*Selected text*.
────

The Alabama Supreme Court recently overturned an appeals court ruling favoring a Mobile man who’s been trying to obtain custody of his son since his ex-wife faked the child’s death to conceal his adoption.
Daniel Williams says he was initially under the impression his son Xander died shortly after birth. However, court records suggest he was misled in order to facilitate an adoption without giving Williams a chance to object.
When he discovered the truth, Williams challenged the adoption, which was pending before Mobile County Probate Judge Don Davis. However, because he wasn’t married to Xander’s mother during her pregnancy, Williams had to also prove he had grounds to contest the adoption at all.
In Alabama, the Putative Father Registry Act provides a means for “alleged fathers” to claim their paternal rights, including the right to contest adoption. When Williams believed his son had died, he failed to sign the registry within the 30 days the law allows.

────

*Records supplied*.
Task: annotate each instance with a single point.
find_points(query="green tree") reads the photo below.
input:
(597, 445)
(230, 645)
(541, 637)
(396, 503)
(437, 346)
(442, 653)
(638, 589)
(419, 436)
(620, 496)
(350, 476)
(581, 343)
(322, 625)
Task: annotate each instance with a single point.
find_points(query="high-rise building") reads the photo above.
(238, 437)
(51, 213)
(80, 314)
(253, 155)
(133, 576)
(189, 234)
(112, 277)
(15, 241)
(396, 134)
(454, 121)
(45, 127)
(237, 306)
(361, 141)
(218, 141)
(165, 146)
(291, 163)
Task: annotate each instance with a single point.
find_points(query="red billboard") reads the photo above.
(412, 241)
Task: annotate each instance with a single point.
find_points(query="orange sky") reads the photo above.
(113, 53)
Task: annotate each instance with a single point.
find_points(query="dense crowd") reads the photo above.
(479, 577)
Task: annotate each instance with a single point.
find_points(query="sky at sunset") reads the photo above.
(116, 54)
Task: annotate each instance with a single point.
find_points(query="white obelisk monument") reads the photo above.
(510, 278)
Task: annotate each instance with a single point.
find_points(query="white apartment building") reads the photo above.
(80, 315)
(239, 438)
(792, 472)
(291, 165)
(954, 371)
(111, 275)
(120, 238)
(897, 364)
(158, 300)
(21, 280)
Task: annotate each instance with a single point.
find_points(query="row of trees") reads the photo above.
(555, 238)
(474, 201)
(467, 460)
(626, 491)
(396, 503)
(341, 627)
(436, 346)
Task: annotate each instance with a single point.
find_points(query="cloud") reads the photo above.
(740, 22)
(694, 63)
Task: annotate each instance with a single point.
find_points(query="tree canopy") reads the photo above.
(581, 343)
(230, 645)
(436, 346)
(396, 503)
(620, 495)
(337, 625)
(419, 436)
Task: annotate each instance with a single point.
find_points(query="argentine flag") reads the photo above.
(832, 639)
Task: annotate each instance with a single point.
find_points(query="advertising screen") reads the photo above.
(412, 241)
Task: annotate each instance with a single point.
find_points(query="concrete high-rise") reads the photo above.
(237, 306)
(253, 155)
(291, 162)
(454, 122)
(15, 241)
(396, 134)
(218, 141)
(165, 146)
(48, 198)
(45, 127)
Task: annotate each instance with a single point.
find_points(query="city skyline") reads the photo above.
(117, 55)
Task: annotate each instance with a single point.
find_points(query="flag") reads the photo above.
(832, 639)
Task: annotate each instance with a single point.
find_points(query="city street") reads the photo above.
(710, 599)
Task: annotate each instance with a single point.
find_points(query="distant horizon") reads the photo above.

────

*Problem to solve*.
Using the article on the custody case, answer these questions:
1. Which court overturned the appeals court ruling?
2. Before which judge was the adoption pending?
3. How many days does the law allow for signing the registry?

*Correct answer*.
1. The Alabama Supreme Court.
2. Mobile County Probate Judge Don Davis.
3. Thirty days.